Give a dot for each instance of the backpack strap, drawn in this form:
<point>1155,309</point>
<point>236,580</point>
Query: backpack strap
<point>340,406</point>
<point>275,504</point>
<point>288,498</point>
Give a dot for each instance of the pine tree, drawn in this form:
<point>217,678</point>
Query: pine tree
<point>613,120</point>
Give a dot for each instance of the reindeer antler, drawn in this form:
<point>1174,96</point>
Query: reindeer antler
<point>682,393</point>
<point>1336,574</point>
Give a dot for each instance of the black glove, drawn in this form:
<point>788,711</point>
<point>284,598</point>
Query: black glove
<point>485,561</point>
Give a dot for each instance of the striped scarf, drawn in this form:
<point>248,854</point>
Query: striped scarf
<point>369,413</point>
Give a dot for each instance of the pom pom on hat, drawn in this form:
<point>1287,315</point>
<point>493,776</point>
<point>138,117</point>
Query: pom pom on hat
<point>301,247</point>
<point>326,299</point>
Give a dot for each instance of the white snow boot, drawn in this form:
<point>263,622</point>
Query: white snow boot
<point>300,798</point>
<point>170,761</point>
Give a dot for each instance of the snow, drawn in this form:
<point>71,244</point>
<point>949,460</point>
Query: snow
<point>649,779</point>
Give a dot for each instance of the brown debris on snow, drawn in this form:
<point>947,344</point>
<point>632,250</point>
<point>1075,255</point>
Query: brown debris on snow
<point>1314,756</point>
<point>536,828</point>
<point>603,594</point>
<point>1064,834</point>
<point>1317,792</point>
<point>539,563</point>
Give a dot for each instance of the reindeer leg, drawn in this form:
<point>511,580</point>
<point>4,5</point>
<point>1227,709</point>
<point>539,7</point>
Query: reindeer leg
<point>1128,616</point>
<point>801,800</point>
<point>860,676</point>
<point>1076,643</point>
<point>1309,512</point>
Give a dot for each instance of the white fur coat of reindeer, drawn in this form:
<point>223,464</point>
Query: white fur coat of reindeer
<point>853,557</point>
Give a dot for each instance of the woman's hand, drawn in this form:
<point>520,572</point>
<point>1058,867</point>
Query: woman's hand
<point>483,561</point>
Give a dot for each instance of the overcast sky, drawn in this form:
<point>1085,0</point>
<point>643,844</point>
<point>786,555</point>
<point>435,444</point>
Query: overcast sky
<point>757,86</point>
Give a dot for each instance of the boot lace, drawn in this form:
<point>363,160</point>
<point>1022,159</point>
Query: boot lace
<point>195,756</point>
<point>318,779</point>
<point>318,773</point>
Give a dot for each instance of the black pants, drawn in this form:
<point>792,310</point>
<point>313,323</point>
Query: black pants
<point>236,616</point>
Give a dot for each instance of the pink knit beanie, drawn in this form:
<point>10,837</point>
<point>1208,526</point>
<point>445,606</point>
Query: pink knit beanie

.....

» **Exercise requirements**
Pick every line from the listing holding the string "beanie", and copy it.

» **Solution to this exercise**
Give a dot for each instance of the pink knit beanie, drawn in this form:
Query: pink knit beanie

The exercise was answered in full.